BEGIN

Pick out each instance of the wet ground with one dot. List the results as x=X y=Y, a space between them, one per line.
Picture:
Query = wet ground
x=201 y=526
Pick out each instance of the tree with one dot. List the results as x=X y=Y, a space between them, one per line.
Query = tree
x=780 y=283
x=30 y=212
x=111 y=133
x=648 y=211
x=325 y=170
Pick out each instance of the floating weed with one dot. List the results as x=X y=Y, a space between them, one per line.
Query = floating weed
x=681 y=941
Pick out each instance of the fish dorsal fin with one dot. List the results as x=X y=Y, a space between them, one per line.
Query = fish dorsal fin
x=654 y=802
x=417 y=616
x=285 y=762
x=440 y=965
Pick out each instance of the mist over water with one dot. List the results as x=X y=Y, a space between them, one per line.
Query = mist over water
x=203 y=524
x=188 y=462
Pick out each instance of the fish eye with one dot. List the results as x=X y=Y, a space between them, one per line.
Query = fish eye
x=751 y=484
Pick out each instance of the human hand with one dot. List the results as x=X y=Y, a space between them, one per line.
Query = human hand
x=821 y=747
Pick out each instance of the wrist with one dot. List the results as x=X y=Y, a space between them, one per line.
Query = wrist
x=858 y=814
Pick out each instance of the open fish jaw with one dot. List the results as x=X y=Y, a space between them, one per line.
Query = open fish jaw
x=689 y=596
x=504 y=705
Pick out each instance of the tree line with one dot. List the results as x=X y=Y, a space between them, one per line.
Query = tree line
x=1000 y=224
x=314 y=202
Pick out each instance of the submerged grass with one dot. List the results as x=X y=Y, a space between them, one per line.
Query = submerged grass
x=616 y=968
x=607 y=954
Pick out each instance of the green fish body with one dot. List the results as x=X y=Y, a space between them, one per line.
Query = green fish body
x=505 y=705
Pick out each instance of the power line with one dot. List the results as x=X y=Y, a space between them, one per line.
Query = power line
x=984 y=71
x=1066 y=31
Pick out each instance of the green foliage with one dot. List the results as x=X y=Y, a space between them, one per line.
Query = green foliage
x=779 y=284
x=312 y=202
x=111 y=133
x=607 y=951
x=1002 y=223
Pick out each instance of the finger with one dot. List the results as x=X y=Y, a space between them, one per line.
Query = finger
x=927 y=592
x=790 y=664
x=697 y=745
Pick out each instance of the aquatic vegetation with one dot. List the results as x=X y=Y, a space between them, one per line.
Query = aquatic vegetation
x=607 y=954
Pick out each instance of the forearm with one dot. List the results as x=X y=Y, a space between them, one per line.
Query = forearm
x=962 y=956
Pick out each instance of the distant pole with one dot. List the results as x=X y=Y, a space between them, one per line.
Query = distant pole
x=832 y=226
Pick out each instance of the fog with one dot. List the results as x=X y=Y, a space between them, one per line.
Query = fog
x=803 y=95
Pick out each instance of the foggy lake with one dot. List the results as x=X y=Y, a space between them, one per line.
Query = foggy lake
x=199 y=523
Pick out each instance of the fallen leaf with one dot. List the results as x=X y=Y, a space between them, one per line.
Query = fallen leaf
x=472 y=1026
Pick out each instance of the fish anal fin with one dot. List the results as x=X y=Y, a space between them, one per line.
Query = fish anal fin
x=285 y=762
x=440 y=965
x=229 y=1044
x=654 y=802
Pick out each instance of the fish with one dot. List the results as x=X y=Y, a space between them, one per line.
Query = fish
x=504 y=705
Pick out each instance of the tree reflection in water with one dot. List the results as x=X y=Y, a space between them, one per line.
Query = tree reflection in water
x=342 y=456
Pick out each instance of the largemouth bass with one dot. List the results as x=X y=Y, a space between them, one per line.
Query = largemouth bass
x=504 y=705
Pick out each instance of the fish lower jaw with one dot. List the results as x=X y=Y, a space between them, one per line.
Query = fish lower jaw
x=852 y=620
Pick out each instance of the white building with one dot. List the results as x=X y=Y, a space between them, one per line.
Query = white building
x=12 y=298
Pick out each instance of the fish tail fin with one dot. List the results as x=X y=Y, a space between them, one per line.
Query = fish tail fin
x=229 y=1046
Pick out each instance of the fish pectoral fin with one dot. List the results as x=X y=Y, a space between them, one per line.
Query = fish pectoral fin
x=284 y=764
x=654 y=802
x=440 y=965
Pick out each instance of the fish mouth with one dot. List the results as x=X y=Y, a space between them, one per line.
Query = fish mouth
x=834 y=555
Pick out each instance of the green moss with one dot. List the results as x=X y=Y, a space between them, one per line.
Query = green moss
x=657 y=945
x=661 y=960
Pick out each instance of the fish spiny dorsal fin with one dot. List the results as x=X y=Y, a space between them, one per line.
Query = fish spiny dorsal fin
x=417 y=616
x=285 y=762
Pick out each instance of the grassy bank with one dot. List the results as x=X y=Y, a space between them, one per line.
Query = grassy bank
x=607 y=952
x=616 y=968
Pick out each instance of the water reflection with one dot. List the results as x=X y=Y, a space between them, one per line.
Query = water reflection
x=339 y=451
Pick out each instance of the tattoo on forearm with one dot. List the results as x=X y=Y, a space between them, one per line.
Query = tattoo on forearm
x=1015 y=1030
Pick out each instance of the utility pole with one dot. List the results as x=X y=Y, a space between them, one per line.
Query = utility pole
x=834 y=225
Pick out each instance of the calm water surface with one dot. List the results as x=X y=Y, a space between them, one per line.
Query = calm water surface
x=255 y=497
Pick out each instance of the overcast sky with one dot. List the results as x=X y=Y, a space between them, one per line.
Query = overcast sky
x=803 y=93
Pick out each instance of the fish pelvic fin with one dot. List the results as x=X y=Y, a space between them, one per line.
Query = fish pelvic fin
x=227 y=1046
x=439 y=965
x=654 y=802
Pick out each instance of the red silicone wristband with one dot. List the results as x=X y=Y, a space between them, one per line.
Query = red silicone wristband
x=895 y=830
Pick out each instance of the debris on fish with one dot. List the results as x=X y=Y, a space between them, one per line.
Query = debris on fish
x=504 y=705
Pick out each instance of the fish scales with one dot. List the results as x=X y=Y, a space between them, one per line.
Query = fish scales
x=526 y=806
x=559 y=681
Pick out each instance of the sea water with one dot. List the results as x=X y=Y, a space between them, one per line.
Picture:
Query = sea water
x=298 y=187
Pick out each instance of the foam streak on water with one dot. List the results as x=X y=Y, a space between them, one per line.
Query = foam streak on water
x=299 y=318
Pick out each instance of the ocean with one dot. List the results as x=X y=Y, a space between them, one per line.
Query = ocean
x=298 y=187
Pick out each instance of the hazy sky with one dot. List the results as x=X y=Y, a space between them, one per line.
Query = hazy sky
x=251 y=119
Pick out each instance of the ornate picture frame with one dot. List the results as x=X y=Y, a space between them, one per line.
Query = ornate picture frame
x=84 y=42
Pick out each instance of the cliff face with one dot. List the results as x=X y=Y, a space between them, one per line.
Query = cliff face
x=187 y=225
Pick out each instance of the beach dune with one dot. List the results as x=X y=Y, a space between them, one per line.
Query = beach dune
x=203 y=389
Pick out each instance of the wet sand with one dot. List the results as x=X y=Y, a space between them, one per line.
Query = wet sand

END

Brief — Above are some records; repeat all of them exactly.

Task response —
Pick out each instance of the wet ground with one dot. List the results as x=X y=Y, a space between them, one per line.
Picture:
Query = wet ground
x=201 y=526
Pick out each instance of the tree with one dot. List the results as x=X y=Y, a space between them, one per line.
Query = tree
x=780 y=283
x=30 y=212
x=111 y=133
x=648 y=211
x=325 y=170
Pick out each instance of the floating weed with one dot. List the results as x=X y=Y, a space between them, one per line.
Query = floating weed
x=681 y=941
Pick out each instance of the fish dorsal fin with one dot. List the results as x=X y=Y, a space between them, one per line.
Query = fish dorsal fin
x=654 y=802
x=417 y=616
x=285 y=762
x=440 y=965
Pick out each instance of the mist over water with one dot. List the results as x=X y=Y, a space between them, one per line.
Query = mist over water
x=203 y=524
x=188 y=462
Pick out each instance of the fish eye with one dot. List the results as x=X y=Y, a space between them, one per line.
Query = fish eye
x=751 y=484
Pick out each instance of the human hand with one dot. List the results as x=X y=Y, a space between them, one per line.
Query = human hand
x=821 y=747
Pick out each instance of the wrist with one dot. List the results as x=X y=Y, a space between them, one per line.
Query = wrist
x=858 y=814
Pick out each instance of the open fish jaw with one dot. List the results as x=X y=Y, a space between them, one per line.
Query = open fish jaw
x=689 y=596
x=504 y=705
Pick out each instance of the tree line with one dot. List the results as x=X y=Y, a space between them, one per line.
Query = tree line
x=1000 y=224
x=314 y=202
Pick out each instance of the submerged grass with one dot. List the results as x=X y=Y, a space between them, one per line.
Query = submerged grass
x=616 y=968
x=607 y=954
Pick out each instance of the green fish body with one dot. List the results as x=X y=Y, a space between them, one per line.
Query = green fish body
x=505 y=705
Pick out each instance of the power line with one dot. List the results as x=X y=Y, a space between them, one per line.
Query = power line
x=984 y=71
x=1066 y=31
Pick out each instance of the green foliage with one dot. List the results as x=X y=Y, a space between them, one per line.
Query = green foliage
x=779 y=284
x=312 y=202
x=111 y=133
x=607 y=951
x=1002 y=223
Pick out each instance of the finger with one dot. List the results as x=X y=Y, a space between them, one per line.
Query = finger
x=927 y=592
x=790 y=664
x=697 y=745
Pick out each instance of the aquatic vegetation with one dot. List the results as x=X y=Y, a space between them, one per line.
Query = aquatic vegetation
x=607 y=954
Pick out each instance of the forearm with one dot. List the results as x=X y=Y, a space between them, one per line.
Query = forearm
x=962 y=956
Pick out each instance of the distant pole with one dot. List the results as x=X y=Y, a space between them, one per line.
Query = distant pole
x=832 y=226
Pick out each instance of the fog with one dot. List the results as x=X y=Y, a space between them, one per line.
Query = fog
x=803 y=95
Pick out each instance of the foggy lake with one dot. List the results as x=X y=Y, a space between them, one per line.
Query = foggy lake
x=199 y=523
Pick out each instance of the fallen leaf with one dot. List the results as x=X y=Y, a space between them, one per line.
Query = fallen leaf
x=472 y=1026
Pick out each instance of the fish anal fin with one dot. List the results as x=X y=Y, a space between them, one per line.
Query = fish anal fin
x=285 y=762
x=440 y=965
x=229 y=1044
x=654 y=802
Pick out each instance of the fish with one dot. List the results as x=X y=Y, a space between them, one per line.
Query = fish
x=504 y=705
Pick out each instance of the tree reflection in water with one dot. List the results as x=X y=Y, a space between them, one per line.
Query = tree reflection in water
x=342 y=456
Pick out each instance of the largemouth bass with one dot. List the results as x=X y=Y, a space between them, one per line.
Query = largemouth bass
x=504 y=705
Pick out each instance of the fish lower jaw with one dot. List the results as x=X y=Y, a space between them, one per line.
Query = fish lower jaw
x=852 y=620
Pick out each instance of the white building with one dot. List the results as x=X y=Y, a space between them, one per line.
Query = white building
x=12 y=298
Pick out each instance of the fish tail fin with one dot. List the results as x=X y=Y, a space between them, one per line.
Query = fish tail fin
x=229 y=1046
Pick out each instance of the fish pectoral fin with one dot. List the results as x=X y=Y, a space between them, one per line.
Query = fish pectoral fin
x=284 y=764
x=654 y=802
x=440 y=965
Pick out each instance of the fish mouth with one dot. List the results as x=X y=Y, a space between them, one per line.
Query = fish mouth
x=834 y=555
Pick out each instance of the green moss with one dot. List the results as x=X y=Y, a space between them, one per line.
Query = green moss
x=657 y=945
x=661 y=960
Pick out each instance of the fish spiny dorsal fin with one dot. List the results as x=X y=Y, a space between them, one per line.
Query = fish spiny dorsal fin
x=417 y=616
x=285 y=762
Pick out each instance of the grassy bank with one dot. List the results as x=X y=Y, a space between them, one per line.
Query = grassy bank
x=607 y=952
x=616 y=968
Pick out each instance of the water reflection with one dot. List the results as x=X y=Y, a space between them, one per line.
Query = water reflection
x=339 y=451
Pick out each instance of the tattoo on forearm with one dot. List the results as x=X y=Y, a space between them, one per line.
Query = tattoo on forearm
x=1015 y=1030
Pick out each instance of the utility pole with one dot. List the results as x=X y=Y, a space between them, one per line.
Query = utility pole
x=834 y=225
Pick out each instance of the calm water surface with one dot. List the results as x=X y=Y, a space between them, one per line.
Query = calm water surface
x=255 y=497
Pick out each instance of the overcast sky with one dot. List the results as x=X y=Y, a space between them, one per line.
Query = overcast sky
x=803 y=93
Pick out each instance of the fish pelvic fin with one dot. List the results as x=X y=Y, a space between them, one per line.
Query = fish pelvic fin
x=227 y=1046
x=439 y=965
x=654 y=802
Pick out each instance of the red silicone wristband with one dot. List the results as x=X y=Y, a space between them, one per line.
Query = red silicone wristband
x=895 y=830
Pick out each instance of the debris on fish with one dot. List the results as x=X y=Y, a space between them, one per line.
Query = debris on fish
x=504 y=705
Pick out each instance of the fish scales with one dot. List the results as x=X y=Y, a space between them, one per line.
Query = fish scales
x=526 y=806
x=559 y=681
Pick out each instance of the sea water with one dot. List the results as x=X y=Y, a space between them, one per line.
Picture:
Query = sea water
x=298 y=187
Pick out each instance of the foam streak on water with one dot. List the results as x=X y=Y, a space between them, one per line.
Query = foam streak on water
x=299 y=318
Pick out each instance of the ocean with one dot. List the results as x=X y=Y, a space between them, one per line.
Query = ocean
x=298 y=187
Pick out each instance of the hazy sky with one dot. List the results as x=X y=Y, a space between them, one per line.
Query = hazy sky
x=251 y=119
Pick out each instance of the ornate picture frame with one dot. List the results as x=X y=Y, a space between them, one per line.
Query = ornate picture frame
x=84 y=42
Pick out each instance of the cliff face with one dot. List the results as x=X y=Y, a space between them, one per line.
Query = cliff face
x=187 y=225
Pick out each instance of the beach dune with one dot. List the results as x=X y=Y, a space between them, one per line.
Query = beach dune
x=203 y=389
Pick out each instance of the wet sand with one dot. List the results as x=X y=Y, a space between them, one per line.
Query = wet sand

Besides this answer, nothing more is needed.